* _PAGE EXCERPT_
------------------------------------------------------------
### Functions of calculating Metrics

In [1]:
# The code of calculating metrics are from:
# https://github.com/rxn4chemistry/paragraph2actions/blob/main/src/paragraph2actions/analysis.py
# https://github.com/rxn4chemistry/paragraph2actions/blob/main/src/paragraph2actions/scripts/calculate_metrics.py

import os
import pandas as pd
from typing import Tuple, Sequence, List, Optional, Iterable, Any, Iterator, Callable
import textdistance
from nltk.translate.bleu_score import corpus_bleu
import matplotlib.pyplot as plt

def all_identical(sequence: Sequence[Any]) -> bool:
    return all(s == sequence[0] for s in sequence)


def highlight_differences(source_sentences: List[str], translations: Sequence[List[str]]) -> None:
    """
    Will highlight sentences that are translated differently by different models.

    Args:
        source_sentences: Sentences to translate (length: L)
        translations: Multiple lists of translations, depending on the number of translation models (size: n_models x L)
    """
    assert all(len(l) == len(source_sentences) for l in translations)

    for i, sentence in enumerate(source_sentences):
        sentence_translations = [t[i] for t in translations]

        if not all_identical(sentence_translations):
            print(f'Sample {i}: {sentence}')
            for model_no, s in enumerate(sentence_translations, 1):
                print(f'{model_no}) {s}')
            print()


def full_sentence_accuracy(truth: List[str], pred: List[str]) -> float:
    """
    Calculate the number of exact matches.
    """
    assert len(truth) == len(pred)

    correct_count = sum(int(t == p) for t, p in zip(truth, pred))
    return correct_count / len(truth)

def modified_bleu(truth: List[str], pred: List[str]) -> float:
    """
    Calculates the BLEU score of a translation, with a small modification in order not to penalize sentences
    with less than 4 words.

    Returns:
        value between 0 and 1.
    """
    
    references = [sentence.split() for sentence in truth]
    candidates = [sentence.split() for sentence in pred]

    # BLEU penalizes sentences with only one word. Even correct translations get a score of zero.
    references = [r + max(0, 4 - len(r)) * [''] for r in references]
    candidates = [c + max(0, 4 - len(c)) * [''] for c in candidates]

    # references must have a larger depth because it supports multiple choices
    refs = [[r] for r in references]
    return corpus_bleu(refs, candidates)


def original_bleu(truth: List[str], pred: List[str]) -> float:
    """
    Calculates the BLEU score of a translation, with the original function from nltk.
------------------------------------------------------------
* _STORED DATA_

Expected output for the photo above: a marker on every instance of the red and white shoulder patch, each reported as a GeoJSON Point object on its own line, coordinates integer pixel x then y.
------------------------------------------------------------
* _STATED GOAL_
Write the next part of the Python code for calculating metrics, shown before the listing, starting right after its last line.

* _EXPECTED ANSWER_
    Returns:
        value between 0 and 1.
    """
    references = [sentence.split() for sentence in truth]
    candidates = [sentence.split() for sentence in pred]

    # references must have a larger depth because it supports multiple choices
    refs = [[r] for r in references]
    return corpus_bleu(refs, candidates)


def bleu2(truth, pred):
    references = [sentence.split() for sentence in truth]
    candidates = [sentence.split() for sentence in pred]
    refs = [[r] for r in references]
    bleu2 = corpus_bleu(refs, candidates, weights=(.5, .5))
    return bleu2


def levenshtein_similarity(truth: List[str], pred: List[str]) -> float:
    assert len(truth) == len(pred)
    scores = (textdistance.levenshtein.normalized_similarity(t, p) for t, p in zip(truth, pred))
    return sum(scores) / len(truth)


def partial_accuracy(truth: List[str], pred: List[str], threshold: float) -> float:
    """
    Calculates the accuracy from the fraction of sentences that have a similarity to the
    ground truth higher than a given threshold.

    For threshold == 1.0, this function is equivalent to full_sentence_accuracy.

    Args:
        truth: ground truth action sequences
        pred: predicted truth action sequences
        threshold: threshold above which to consider it as a partial match, between 0 and 1
    """
    assert len(truth) == len(pred)
    match_count = sum(
        1 for t, p in zip(truth, pred)
        if textdistance.levenshtein.normalized_similarity(t, p) >= threshold
    )
    return match_count / len(truth)

### Calculating Metrics

In [2]:
"""Calculate metrics for predictions generated by one or several translation models"""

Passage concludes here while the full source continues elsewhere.